──────── Extracted information ────────

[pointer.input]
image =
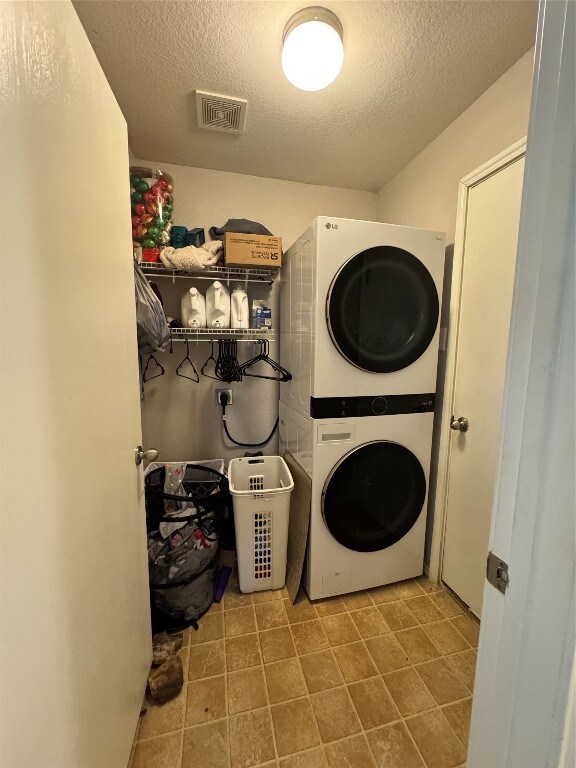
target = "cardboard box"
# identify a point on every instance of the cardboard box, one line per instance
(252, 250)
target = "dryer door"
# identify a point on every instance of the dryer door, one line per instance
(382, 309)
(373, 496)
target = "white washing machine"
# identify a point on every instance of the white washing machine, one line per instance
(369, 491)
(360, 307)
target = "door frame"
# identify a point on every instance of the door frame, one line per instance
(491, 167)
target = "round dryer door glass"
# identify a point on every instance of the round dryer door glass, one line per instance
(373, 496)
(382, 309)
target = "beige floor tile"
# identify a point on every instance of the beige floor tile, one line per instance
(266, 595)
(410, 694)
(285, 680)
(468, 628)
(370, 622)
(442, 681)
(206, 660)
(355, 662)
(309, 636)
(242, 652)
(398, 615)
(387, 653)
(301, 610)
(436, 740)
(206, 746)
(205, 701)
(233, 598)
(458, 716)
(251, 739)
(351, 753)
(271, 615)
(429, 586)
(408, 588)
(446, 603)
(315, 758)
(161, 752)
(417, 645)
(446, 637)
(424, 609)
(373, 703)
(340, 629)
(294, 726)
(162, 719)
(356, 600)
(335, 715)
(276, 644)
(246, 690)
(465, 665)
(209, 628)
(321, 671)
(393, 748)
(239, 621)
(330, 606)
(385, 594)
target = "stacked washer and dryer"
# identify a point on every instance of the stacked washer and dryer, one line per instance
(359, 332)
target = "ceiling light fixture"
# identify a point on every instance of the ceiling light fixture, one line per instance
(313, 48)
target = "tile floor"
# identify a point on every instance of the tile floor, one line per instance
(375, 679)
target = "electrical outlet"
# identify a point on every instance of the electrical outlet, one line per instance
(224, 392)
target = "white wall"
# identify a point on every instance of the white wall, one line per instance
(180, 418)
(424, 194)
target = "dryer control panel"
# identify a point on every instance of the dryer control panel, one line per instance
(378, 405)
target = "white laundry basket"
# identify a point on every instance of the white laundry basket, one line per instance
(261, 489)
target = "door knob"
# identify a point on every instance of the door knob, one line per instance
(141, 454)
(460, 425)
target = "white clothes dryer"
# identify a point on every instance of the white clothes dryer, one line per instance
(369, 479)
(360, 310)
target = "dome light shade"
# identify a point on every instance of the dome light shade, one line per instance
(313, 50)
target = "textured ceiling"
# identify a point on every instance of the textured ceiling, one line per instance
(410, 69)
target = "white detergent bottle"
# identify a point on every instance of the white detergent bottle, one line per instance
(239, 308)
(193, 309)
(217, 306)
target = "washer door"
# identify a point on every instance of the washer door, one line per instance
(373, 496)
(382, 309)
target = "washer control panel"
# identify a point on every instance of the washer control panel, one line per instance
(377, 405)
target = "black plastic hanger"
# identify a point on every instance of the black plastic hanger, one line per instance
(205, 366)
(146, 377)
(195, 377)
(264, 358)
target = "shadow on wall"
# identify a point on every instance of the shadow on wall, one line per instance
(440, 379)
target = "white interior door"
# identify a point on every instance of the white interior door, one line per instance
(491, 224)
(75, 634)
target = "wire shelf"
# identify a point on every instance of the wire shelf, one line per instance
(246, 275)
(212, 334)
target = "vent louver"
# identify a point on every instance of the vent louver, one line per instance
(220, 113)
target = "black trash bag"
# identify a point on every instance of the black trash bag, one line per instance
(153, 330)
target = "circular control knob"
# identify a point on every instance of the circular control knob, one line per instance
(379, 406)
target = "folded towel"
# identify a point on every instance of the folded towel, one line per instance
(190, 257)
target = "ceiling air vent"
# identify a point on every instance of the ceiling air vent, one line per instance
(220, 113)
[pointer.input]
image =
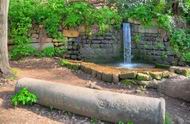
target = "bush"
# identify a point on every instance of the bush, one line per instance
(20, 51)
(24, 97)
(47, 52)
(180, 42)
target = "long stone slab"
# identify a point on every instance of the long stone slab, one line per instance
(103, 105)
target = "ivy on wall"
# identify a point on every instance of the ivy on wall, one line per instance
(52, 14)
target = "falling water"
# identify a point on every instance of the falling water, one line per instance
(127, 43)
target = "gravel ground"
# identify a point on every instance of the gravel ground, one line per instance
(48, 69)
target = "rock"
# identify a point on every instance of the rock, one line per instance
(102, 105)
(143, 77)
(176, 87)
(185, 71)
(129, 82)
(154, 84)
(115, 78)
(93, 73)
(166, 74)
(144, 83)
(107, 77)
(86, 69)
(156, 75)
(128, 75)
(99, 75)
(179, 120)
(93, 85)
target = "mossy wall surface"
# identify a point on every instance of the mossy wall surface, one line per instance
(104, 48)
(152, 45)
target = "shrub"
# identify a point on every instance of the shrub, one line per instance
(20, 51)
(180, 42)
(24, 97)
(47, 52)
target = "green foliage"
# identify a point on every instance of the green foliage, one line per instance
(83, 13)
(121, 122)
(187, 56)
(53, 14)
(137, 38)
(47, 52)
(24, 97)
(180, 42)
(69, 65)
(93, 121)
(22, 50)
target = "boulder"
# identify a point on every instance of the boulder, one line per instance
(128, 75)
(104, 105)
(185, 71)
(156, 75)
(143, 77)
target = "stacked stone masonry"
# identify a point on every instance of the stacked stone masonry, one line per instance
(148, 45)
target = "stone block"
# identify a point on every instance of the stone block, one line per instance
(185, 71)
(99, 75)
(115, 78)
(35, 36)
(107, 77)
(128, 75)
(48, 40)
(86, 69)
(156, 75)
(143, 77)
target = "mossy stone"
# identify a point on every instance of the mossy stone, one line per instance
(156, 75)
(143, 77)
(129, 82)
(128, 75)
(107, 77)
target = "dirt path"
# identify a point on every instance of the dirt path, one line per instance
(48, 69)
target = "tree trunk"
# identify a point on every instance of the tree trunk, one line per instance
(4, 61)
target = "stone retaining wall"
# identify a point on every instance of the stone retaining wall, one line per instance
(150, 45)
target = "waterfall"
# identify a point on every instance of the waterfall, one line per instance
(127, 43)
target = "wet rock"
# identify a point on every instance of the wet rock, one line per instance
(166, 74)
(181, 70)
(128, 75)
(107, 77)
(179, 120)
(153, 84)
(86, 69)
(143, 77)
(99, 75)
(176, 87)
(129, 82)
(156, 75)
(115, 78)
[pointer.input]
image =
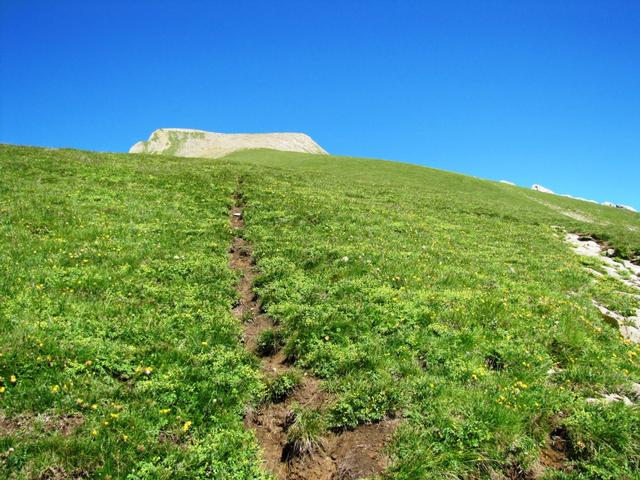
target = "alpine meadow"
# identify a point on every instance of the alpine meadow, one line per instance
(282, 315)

────────
──────── Extracted information ────────

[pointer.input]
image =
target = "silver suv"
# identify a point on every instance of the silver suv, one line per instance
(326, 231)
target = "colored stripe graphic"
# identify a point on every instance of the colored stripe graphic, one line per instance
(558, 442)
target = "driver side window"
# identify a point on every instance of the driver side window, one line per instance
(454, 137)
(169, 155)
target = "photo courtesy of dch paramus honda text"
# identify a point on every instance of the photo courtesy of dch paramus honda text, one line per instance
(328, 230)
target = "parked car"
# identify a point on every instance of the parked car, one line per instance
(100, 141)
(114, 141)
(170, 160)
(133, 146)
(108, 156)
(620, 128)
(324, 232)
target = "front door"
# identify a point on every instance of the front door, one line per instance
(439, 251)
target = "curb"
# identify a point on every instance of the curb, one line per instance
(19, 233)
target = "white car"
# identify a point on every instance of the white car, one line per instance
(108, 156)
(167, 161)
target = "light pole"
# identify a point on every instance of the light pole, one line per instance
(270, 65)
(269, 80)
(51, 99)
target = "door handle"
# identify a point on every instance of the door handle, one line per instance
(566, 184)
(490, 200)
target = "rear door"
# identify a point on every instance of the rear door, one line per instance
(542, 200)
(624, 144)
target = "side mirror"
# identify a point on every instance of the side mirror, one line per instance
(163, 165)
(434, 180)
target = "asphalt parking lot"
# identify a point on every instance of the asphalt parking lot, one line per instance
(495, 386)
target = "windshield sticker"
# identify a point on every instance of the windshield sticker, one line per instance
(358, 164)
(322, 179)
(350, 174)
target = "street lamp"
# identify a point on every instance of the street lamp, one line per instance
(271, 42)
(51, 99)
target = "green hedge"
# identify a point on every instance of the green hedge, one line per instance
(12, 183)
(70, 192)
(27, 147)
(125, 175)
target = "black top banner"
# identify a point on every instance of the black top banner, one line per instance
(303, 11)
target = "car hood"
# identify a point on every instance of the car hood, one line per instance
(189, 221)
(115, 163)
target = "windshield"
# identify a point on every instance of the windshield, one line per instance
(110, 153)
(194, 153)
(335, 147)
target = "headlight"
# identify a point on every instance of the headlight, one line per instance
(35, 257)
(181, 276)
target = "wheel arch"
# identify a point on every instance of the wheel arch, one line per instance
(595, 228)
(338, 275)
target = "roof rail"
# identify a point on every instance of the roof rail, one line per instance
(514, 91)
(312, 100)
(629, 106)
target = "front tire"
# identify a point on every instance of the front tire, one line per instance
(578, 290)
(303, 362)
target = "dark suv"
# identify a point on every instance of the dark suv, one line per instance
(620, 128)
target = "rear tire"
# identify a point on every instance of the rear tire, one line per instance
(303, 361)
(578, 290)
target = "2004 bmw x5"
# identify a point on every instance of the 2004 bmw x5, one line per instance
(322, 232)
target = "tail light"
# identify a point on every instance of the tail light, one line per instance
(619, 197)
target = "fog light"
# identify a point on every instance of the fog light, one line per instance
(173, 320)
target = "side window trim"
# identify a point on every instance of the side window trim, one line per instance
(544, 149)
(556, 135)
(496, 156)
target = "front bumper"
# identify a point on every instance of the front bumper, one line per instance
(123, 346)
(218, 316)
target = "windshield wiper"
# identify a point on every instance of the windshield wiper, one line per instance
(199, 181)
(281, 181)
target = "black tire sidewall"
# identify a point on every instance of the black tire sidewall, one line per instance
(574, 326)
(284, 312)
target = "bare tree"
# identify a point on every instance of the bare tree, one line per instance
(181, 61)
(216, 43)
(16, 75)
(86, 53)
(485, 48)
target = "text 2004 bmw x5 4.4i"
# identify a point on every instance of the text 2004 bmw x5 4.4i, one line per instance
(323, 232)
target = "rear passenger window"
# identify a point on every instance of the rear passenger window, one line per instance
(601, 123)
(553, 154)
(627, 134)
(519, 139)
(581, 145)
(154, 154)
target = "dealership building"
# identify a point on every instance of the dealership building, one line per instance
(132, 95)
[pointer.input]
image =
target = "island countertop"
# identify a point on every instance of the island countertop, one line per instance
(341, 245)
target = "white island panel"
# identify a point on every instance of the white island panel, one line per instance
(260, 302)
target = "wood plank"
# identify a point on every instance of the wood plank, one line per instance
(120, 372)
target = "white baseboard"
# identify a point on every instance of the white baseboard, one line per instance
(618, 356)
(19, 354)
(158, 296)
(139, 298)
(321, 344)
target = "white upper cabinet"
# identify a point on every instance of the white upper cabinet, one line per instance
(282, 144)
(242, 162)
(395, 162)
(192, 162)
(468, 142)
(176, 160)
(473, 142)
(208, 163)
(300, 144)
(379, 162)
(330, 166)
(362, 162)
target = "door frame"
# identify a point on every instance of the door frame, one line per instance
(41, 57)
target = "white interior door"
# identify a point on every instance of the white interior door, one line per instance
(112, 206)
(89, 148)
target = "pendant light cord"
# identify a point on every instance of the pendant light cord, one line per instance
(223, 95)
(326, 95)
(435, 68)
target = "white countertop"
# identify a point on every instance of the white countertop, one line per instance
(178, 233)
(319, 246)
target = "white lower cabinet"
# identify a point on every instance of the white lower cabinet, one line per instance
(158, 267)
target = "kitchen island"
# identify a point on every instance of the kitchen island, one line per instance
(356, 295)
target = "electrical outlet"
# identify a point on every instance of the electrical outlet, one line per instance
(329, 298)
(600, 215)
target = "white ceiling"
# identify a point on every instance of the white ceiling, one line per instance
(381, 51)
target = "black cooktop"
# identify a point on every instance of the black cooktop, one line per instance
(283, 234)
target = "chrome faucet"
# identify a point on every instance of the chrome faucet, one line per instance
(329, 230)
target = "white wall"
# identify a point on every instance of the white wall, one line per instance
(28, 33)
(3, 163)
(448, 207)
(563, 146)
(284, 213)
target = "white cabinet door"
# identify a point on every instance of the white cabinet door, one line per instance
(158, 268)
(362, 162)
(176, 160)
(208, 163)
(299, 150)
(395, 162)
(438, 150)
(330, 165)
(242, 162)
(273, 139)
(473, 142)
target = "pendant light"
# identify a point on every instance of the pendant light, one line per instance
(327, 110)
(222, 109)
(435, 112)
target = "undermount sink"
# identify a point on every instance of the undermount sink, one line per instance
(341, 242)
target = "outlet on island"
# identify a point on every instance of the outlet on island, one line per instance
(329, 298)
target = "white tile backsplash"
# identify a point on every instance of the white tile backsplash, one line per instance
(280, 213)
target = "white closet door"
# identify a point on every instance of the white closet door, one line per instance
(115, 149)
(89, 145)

────────
──────── Extracted information ────────

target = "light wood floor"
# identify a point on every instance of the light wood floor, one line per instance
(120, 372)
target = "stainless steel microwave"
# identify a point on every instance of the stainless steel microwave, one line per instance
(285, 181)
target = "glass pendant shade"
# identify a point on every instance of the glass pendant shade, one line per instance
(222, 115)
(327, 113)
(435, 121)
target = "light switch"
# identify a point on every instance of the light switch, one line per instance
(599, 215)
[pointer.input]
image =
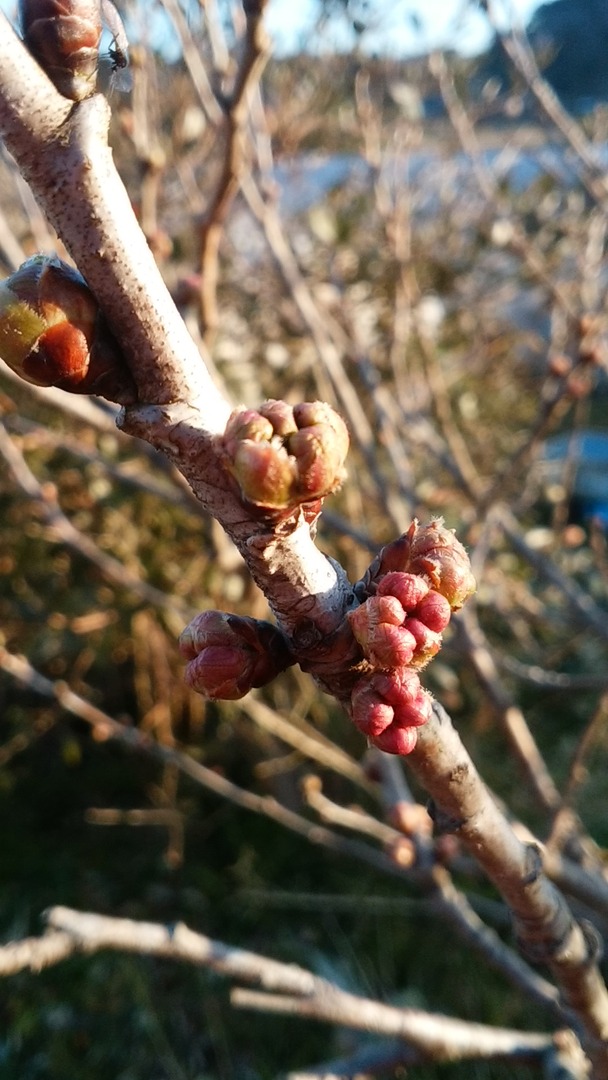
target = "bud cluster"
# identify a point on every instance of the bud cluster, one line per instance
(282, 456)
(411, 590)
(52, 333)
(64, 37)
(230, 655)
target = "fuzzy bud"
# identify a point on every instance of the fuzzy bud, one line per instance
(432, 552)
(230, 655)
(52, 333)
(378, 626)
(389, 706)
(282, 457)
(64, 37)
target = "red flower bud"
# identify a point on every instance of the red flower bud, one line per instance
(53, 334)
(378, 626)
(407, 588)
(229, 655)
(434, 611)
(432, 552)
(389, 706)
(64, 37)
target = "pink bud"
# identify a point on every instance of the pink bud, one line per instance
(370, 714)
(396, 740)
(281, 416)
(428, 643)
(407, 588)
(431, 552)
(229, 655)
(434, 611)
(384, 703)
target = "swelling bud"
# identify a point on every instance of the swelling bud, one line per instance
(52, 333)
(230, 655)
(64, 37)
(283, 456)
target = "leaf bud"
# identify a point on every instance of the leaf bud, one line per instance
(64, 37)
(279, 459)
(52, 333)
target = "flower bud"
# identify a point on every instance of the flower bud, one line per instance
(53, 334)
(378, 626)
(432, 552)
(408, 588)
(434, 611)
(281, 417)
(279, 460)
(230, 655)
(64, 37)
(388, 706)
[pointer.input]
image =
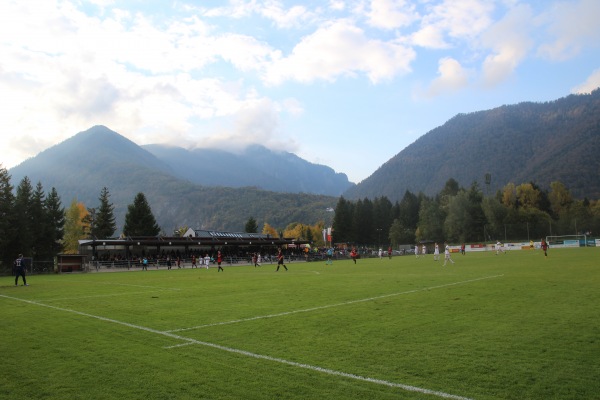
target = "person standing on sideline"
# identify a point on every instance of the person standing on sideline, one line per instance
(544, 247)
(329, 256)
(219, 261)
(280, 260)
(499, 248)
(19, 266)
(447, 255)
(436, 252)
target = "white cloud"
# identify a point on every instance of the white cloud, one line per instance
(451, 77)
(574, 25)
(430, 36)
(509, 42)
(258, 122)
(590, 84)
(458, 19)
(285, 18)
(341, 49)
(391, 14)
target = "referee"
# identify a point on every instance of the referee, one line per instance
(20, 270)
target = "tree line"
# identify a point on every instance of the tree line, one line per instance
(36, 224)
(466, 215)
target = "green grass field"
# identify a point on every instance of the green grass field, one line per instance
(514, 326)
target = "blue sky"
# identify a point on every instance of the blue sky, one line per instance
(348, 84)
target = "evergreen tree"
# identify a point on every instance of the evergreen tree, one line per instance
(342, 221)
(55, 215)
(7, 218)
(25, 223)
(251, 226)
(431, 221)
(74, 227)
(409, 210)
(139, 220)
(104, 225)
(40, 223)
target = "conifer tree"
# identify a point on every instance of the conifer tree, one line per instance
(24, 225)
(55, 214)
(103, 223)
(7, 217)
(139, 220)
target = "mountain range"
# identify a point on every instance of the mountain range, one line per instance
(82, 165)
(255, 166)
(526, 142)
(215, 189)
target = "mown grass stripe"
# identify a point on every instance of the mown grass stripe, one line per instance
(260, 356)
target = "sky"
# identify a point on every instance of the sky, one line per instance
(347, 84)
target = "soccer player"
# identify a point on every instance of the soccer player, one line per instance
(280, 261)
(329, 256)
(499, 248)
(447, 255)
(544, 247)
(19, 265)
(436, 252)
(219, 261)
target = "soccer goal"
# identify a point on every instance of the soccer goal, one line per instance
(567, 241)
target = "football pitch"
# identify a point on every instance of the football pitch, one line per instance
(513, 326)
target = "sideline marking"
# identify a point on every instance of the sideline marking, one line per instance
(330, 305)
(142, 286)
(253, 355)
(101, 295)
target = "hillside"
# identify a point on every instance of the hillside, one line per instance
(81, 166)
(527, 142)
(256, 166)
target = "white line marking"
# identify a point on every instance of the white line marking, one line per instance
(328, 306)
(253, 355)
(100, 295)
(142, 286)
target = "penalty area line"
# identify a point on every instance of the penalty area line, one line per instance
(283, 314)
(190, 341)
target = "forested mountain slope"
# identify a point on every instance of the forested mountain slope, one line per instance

────────

#### Problem requirements
Collect every line of the items above that contains the word "fixture", and copy each one in full.

#### Completed task
target = "ceiling light fixture"
# identify a point on every instance of the ceiling light fixture, one line per instance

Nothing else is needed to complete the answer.